## Exercise
Looking at the data below, report how many lines contain "license", with no other words.

## Source material
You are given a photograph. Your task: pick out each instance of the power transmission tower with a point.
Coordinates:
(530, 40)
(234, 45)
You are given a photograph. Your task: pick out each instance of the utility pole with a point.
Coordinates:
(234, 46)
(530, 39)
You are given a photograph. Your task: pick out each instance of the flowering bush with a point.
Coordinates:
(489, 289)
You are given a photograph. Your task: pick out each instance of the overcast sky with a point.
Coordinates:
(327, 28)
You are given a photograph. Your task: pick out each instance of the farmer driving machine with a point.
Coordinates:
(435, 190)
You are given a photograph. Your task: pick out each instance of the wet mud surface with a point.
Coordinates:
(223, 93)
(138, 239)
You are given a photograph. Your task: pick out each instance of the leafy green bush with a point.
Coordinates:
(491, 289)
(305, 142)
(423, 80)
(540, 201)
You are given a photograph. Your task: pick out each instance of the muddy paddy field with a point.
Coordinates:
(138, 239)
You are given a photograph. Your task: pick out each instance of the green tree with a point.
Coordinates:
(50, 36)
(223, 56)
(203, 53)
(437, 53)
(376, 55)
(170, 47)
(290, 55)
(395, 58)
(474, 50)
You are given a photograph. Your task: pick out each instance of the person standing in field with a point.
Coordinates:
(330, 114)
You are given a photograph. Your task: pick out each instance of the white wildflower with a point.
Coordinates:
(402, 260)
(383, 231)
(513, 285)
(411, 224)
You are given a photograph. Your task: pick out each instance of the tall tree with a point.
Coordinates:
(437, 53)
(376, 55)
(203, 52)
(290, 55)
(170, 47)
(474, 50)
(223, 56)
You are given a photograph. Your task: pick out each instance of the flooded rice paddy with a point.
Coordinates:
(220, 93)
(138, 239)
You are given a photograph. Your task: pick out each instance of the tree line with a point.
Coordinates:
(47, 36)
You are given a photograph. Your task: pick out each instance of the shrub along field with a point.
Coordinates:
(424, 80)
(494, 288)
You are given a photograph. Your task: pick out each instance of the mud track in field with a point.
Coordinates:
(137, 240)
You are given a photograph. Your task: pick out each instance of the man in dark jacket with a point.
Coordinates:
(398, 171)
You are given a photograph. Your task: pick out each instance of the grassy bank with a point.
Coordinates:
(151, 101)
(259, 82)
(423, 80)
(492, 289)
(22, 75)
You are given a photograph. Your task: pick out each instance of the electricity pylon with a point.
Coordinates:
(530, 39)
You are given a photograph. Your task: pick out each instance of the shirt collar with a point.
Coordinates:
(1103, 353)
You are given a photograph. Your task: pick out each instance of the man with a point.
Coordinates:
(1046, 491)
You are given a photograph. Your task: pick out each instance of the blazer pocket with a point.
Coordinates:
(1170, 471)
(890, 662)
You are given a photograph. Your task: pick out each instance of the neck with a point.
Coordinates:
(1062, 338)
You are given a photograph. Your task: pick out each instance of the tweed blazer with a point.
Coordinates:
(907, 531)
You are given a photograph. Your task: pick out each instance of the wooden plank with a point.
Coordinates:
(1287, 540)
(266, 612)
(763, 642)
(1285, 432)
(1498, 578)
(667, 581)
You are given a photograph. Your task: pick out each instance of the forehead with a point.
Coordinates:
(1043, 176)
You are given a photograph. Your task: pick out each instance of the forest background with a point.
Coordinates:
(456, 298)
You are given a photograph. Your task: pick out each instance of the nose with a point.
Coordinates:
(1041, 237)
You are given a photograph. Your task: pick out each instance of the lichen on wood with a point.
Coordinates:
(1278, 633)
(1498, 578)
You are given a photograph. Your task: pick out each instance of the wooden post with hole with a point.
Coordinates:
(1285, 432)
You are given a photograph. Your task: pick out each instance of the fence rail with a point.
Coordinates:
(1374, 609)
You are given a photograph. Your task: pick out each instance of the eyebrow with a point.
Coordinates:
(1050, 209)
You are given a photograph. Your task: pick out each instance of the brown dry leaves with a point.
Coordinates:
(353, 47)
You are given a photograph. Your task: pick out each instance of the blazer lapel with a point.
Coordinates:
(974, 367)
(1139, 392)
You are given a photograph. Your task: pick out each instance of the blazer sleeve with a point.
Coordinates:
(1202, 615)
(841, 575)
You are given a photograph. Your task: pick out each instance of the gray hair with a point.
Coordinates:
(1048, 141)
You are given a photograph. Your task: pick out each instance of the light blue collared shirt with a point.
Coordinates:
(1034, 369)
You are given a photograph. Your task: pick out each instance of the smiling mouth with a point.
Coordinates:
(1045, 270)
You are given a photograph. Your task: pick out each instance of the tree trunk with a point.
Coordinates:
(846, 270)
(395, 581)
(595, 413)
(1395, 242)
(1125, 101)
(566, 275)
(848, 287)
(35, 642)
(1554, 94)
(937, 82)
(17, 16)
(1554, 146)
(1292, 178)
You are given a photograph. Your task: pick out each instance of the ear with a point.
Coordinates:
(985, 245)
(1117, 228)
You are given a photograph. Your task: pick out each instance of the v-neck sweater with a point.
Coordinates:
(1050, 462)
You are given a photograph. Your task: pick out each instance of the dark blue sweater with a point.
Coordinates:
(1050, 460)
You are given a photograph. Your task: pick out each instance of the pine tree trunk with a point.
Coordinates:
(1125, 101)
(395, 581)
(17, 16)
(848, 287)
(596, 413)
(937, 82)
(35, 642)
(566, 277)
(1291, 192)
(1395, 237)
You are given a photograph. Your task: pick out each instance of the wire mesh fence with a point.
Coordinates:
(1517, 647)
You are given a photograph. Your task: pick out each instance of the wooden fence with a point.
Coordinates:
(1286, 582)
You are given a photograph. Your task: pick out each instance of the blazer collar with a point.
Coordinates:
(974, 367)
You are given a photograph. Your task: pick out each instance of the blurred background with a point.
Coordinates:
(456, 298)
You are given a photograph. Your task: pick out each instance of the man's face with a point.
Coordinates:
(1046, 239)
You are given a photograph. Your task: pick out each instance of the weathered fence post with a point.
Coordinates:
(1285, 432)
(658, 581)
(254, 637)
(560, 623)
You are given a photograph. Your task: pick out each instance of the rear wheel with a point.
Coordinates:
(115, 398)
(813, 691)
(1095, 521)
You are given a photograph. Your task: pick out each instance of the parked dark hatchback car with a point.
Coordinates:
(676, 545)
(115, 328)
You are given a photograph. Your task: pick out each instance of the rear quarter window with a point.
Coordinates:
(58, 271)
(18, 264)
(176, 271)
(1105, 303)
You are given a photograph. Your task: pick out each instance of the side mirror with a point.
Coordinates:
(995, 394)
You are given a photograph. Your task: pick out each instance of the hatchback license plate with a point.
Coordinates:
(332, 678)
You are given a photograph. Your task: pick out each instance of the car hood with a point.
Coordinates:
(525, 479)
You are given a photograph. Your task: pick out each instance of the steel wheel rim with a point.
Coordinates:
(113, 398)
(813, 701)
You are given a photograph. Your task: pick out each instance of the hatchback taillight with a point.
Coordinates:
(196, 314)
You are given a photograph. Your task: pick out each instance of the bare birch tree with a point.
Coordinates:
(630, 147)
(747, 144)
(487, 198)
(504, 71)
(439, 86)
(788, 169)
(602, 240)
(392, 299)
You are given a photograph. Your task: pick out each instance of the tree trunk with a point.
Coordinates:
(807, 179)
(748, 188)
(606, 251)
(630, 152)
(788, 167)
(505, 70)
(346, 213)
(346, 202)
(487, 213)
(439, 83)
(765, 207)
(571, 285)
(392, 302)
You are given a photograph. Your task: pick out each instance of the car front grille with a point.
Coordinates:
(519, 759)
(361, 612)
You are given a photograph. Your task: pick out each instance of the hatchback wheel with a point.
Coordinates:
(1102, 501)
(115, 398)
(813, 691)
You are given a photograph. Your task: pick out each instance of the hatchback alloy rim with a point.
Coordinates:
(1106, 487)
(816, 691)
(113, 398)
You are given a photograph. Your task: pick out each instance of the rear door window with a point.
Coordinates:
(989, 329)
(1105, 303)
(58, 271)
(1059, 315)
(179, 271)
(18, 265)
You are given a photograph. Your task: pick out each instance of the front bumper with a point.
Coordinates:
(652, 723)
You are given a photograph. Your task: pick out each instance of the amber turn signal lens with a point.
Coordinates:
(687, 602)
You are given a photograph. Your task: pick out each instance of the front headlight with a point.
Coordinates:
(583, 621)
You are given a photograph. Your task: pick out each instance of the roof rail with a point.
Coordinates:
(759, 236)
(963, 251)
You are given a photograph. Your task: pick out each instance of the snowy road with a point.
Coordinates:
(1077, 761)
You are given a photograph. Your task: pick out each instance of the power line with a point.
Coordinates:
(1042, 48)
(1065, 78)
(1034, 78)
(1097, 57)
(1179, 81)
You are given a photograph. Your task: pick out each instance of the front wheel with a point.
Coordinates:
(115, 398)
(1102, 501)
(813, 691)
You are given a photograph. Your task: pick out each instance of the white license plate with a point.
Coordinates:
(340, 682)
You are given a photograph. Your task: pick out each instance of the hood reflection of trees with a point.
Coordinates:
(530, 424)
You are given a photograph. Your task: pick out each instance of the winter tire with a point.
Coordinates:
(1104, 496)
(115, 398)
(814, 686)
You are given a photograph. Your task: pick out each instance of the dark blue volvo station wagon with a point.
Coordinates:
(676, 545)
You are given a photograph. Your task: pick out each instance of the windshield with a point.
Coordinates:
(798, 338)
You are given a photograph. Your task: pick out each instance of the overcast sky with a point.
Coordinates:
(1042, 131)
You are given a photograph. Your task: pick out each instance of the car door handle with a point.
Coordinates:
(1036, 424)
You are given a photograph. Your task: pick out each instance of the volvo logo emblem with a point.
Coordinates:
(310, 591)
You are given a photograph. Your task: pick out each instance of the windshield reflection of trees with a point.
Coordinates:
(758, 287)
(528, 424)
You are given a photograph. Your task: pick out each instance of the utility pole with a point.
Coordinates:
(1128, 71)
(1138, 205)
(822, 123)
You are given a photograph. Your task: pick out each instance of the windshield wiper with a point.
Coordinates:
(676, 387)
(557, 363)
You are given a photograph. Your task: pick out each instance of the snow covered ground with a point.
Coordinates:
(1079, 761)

## Response below
2